Work order:
Please return all of the records verbatim, with the pictures omitted.

(Referring expression pointing data)
==========

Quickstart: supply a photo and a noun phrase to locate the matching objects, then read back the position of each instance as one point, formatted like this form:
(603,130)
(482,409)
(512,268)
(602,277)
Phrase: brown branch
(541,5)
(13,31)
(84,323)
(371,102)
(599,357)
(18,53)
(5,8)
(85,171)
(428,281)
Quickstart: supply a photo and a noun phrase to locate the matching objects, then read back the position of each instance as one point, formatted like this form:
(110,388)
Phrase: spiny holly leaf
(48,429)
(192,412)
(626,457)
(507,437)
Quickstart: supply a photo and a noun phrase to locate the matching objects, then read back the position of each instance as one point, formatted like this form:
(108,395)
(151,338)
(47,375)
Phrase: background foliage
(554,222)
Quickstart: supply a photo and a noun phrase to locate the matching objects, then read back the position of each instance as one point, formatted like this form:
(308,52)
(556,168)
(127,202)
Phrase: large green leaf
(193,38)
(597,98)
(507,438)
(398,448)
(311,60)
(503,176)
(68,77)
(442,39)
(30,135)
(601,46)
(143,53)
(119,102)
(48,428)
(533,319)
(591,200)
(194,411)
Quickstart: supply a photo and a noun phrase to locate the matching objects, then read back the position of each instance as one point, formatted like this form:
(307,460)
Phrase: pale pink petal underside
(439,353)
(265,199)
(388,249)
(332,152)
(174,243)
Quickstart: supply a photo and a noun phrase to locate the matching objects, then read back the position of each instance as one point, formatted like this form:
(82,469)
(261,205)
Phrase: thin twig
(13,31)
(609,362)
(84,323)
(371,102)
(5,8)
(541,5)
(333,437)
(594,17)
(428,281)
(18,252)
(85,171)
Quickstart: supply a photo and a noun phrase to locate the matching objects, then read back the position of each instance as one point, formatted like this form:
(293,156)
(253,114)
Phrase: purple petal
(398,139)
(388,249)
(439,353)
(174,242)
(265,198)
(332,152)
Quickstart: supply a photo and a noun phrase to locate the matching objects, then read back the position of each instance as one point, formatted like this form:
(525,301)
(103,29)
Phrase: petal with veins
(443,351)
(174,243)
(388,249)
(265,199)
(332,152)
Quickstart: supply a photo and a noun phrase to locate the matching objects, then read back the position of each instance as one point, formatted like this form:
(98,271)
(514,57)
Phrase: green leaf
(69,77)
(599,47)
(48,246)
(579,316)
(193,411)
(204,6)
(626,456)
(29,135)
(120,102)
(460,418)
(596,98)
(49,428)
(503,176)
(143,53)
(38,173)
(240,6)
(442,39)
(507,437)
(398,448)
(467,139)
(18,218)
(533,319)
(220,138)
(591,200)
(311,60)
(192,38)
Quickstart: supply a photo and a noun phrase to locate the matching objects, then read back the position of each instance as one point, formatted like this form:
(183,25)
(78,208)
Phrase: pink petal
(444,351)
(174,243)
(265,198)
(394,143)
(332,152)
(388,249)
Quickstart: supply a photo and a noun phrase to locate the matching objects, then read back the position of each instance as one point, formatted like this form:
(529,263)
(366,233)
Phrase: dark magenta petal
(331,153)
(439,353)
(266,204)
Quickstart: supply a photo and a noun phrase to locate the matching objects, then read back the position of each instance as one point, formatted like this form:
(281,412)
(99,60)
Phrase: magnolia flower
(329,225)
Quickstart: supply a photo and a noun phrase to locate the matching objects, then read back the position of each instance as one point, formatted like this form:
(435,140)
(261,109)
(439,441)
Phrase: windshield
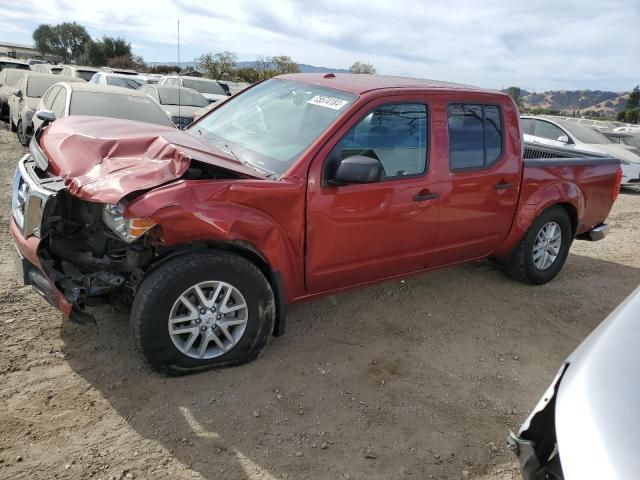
(36,86)
(270,125)
(128,107)
(170,96)
(85,74)
(585,134)
(203,86)
(123,82)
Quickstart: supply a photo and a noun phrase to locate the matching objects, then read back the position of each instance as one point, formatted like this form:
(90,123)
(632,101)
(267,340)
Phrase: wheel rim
(547,245)
(208,319)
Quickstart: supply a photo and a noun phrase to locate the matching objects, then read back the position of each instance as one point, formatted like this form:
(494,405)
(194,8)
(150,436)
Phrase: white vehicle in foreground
(586,424)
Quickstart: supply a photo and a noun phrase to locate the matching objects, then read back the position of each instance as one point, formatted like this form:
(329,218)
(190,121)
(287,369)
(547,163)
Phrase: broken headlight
(128,229)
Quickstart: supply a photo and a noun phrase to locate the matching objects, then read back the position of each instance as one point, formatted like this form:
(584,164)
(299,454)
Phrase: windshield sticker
(328,102)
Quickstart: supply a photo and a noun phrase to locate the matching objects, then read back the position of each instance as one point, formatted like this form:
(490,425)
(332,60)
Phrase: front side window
(128,107)
(475,135)
(176,96)
(273,123)
(396,135)
(36,86)
(204,86)
(123,82)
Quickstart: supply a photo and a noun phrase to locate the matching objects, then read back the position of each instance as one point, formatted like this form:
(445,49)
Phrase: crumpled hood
(597,417)
(104,159)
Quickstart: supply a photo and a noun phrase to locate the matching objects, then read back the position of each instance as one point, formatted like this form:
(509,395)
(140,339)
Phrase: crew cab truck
(300,186)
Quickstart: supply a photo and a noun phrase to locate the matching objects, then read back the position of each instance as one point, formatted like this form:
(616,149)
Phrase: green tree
(219,66)
(101,52)
(362,67)
(516,94)
(66,40)
(247,74)
(631,112)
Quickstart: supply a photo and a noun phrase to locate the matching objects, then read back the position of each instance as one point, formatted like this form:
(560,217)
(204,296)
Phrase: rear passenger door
(480,197)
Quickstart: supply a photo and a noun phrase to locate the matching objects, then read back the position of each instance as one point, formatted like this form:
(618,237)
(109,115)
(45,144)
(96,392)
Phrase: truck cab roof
(362,83)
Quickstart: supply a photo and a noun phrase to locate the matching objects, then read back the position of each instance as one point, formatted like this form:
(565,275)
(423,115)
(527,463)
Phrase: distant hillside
(304,68)
(604,102)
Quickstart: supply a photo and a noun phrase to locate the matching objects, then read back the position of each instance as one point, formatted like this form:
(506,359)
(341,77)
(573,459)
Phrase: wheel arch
(250,253)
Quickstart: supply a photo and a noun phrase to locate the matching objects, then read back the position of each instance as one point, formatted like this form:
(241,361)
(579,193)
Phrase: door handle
(421,197)
(503,186)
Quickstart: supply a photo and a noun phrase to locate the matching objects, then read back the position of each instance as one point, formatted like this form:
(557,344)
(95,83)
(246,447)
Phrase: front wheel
(543,249)
(203,310)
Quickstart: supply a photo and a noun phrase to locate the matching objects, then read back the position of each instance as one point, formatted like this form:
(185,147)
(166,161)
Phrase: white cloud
(536,44)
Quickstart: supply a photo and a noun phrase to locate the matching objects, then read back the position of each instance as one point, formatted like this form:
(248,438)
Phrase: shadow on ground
(403,379)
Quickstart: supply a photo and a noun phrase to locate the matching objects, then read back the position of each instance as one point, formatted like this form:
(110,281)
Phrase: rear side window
(475,135)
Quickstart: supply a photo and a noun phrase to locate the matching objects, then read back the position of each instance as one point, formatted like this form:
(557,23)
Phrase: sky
(535,44)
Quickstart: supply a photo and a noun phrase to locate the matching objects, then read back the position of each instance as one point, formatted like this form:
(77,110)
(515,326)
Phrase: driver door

==========

Solved problem:
Quickstart: supply a photo and a noun phrase to locate the matching objects, then read back the position of each instance as one point, formatted like this form:
(603,130)
(482,409)
(512,268)
(602,277)
Phrase: brown branch
(541,5)
(13,31)
(84,323)
(371,102)
(599,357)
(18,53)
(5,8)
(85,171)
(428,281)
Quickstart: supply a photo and a noun phrase to locate the matching objects, then read back the position of each instance as one point, formatted like this form:
(110,388)
Phrase: spiny holly leaf
(48,429)
(192,412)
(626,457)
(507,437)
Quickstart: supply a photo and a noun phrase to locate the matching objects, then read back the position of each instance as one point, formatted like this form:
(108,395)
(151,338)
(47,375)
Phrase: background foliage
(554,222)
Quickstart: supply a photo and a noun phrase to locate the matching objects, then read back the position of each instance as one point, formatted like this form:
(308,52)
(556,168)
(127,202)
Phrase: large green leaf
(193,38)
(597,98)
(507,438)
(398,448)
(311,60)
(503,176)
(68,77)
(442,39)
(30,135)
(601,46)
(143,53)
(119,102)
(48,428)
(533,319)
(591,200)
(194,411)
Quickstart: supply a photo and a noun phrase to locate the matching objects, then read back the position of each instance as one point, formatted like this form:
(307,460)
Phrase: pale pink petal underside
(439,353)
(265,199)
(388,249)
(332,152)
(174,243)
Quickstart: supply a photo and a noun phrase to locate the matching objects, then read back the position of each instance as one point, formatted like this form:
(82,469)
(261,205)
Phrase: thin twig
(13,31)
(609,362)
(84,323)
(371,102)
(5,8)
(541,5)
(333,437)
(594,17)
(428,281)
(18,252)
(85,171)
Quickstart: supply a photo and a noun phrase to locate the matching objects, then read back the position of each instance as one point, formatted like this form:
(293,156)
(253,114)
Phrase: purple petal
(398,139)
(388,249)
(439,353)
(174,242)
(265,198)
(332,152)
Quickstart: supply a photo and a noun phrase to locate the matching objects, then read back the position of each instance as one point, formatted like this form:
(525,301)
(103,29)
Phrase: petal with veins
(443,351)
(174,243)
(388,249)
(265,199)
(332,152)
Quickstart: supply a photo and a noun phrase to locate the matching objects, then read back the position of each instance as one point, formatted like this form:
(98,271)
(514,57)
Phrase: green leaf
(69,77)
(599,47)
(48,246)
(579,316)
(193,411)
(204,6)
(626,456)
(29,135)
(120,102)
(460,418)
(596,98)
(49,428)
(503,176)
(143,53)
(38,173)
(240,6)
(442,39)
(507,437)
(398,448)
(467,139)
(18,218)
(533,319)
(220,138)
(591,200)
(311,60)
(192,38)
Quickstart: supply a photo and a noun phrase to locate the matching objects, then read back the position of each instance as one point, formatted like this form:
(183,25)
(78,208)
Phrase: pink petal
(444,351)
(174,243)
(265,198)
(394,143)
(332,152)
(388,249)
Quickstart: supply a photo and a noun phrase to locate the matching objects, then read back the position of each instance as one point, formatted like this form:
(529,263)
(366,233)
Phrase: dark magenta petal
(331,153)
(439,353)
(266,204)
Quickstart: supply a photo and a noun phrase to locate the matching objects, then read back the position of each instance as one point, formatted like this form:
(281,412)
(99,60)
Phrase: magnolia flower
(329,225)
Quickstart: supply a photo and a noun phrase to locate the matching objects, then read back the position of each instance as one point, formatted like this form:
(435,140)
(261,109)
(439,441)
Phrase: windshield
(36,86)
(270,125)
(128,107)
(170,96)
(85,74)
(585,134)
(203,86)
(123,82)
Quickstart: supply a photo and a noun phrase to locate the matching objects, then read back the position of each instance as one point, formatted like this form:
(90,123)
(632,101)
(267,340)
Phrase: wheel rim
(547,245)
(208,319)
Quickstart: supply a photo and a noun phrase to locate the matching objects, then read back the position of each instance as one point, formatted like this form:
(494,405)
(194,8)
(150,436)
Phrase: white vehicle in foreground
(586,424)
Quickstart: supply a photo and a noun phrase to locate the matching objects, then read back the position of each instance as one point, formatted like this form:
(329,218)
(190,121)
(287,369)
(547,163)
Phrase: broken headlight
(128,229)
Quickstart: supply a photo and a noun phrase to locate the matching objects, then read back the position of each instance as one point, formatted like this form:
(584,164)
(299,454)
Phrase: windshield sticker
(328,102)
Quickstart: supply a photo and a noun phrase to locate the matching objects, then read back the position of each instance as one point, formatted like this form:
(490,425)
(332,60)
Phrase: front side window
(128,107)
(475,135)
(176,96)
(273,123)
(396,135)
(36,86)
(204,86)
(123,82)
Quickstart: supply a photo and a noun phrase to locate the matching objects, then read back the position of each instance as one point, formatted like this form:
(445,49)
Phrase: crumpled hood
(597,417)
(104,159)
Quickstart: supply a photo and a noun phrase to locate the matching objects, then read back the position of each instance as one point, formatted like this form:
(509,395)
(140,339)
Phrase: crew cab truck
(300,186)
Quickstart: supply a photo and a noun phrase to locate the matching objects, then read back the position of each instance as one point, formatted like this form:
(616,149)
Phrase: green tree
(219,66)
(101,52)
(362,67)
(516,94)
(66,40)
(247,74)
(631,112)
Quickstart: supply a photo and a noun phrase to locate the matching objects, then read back the position of each instance as one point, formatted like this form:
(560,217)
(204,296)
Phrase: rear passenger door
(480,197)
Quickstart: supply a photo and a noun phrase to locate the matching objects, then read back the position of each instance as one point, formatted like this form:
(618,237)
(109,115)
(45,144)
(96,392)
Phrase: truck cab roof
(362,83)
Quickstart: supply a photo and a noun phrase to locate the matching objects, then read back the position of each instance as one point, formatted like this form:
(565,275)
(423,115)
(527,463)
Phrase: distant hillside
(304,68)
(604,102)
Quickstart: supply a photo and a noun phrase to locate the matching objects, then read back the position of each instance as one point, formatted like this form:
(506,359)
(341,77)
(573,459)
Phrase: wheel arch
(250,253)
Quickstart: supply a photo and a noun phrase to locate the matching objects, then read back the position of each instance as one point, formatted like this form:
(241,361)
(579,193)
Phrase: door handle
(421,197)
(503,186)
Quickstart: supply a photo and a noun phrase to locate the matching objects, then read back the position of each instance as one point, formatted like this form:
(557,344)
(95,83)
(246,447)
Phrase: front wheel
(543,249)
(203,310)
Quickstart: supply a photo and a noun phrase to locate the matching objects, then read back the position of each instance as one point, formatted like this form:
(185,147)
(166,161)
Phrase: white cloud
(536,44)
Quickstart: supply a photo and a noun phrase to locate the matching objects, then read back the position of each instance as one point, formatted like this form:
(248,438)
Phrase: shadow on ground
(403,379)
Quickstart: supply a photo and a noun phrase to locate the matching objects, then read back the position of each instance as one point, formatted like this form:
(110,281)
Phrase: rear side window
(475,135)
Quickstart: supply a photo and a noun phrase to locate the matching objects, then read back the position of each instance as one point, formatted like this form:
(557,23)
Phrase: sky
(535,44)
Quickstart: supply a photo and a noun phrase to locate the matching objects, then read back the position of each instance as one point, formatted like this form:
(77,110)
(515,326)
Phrase: driver door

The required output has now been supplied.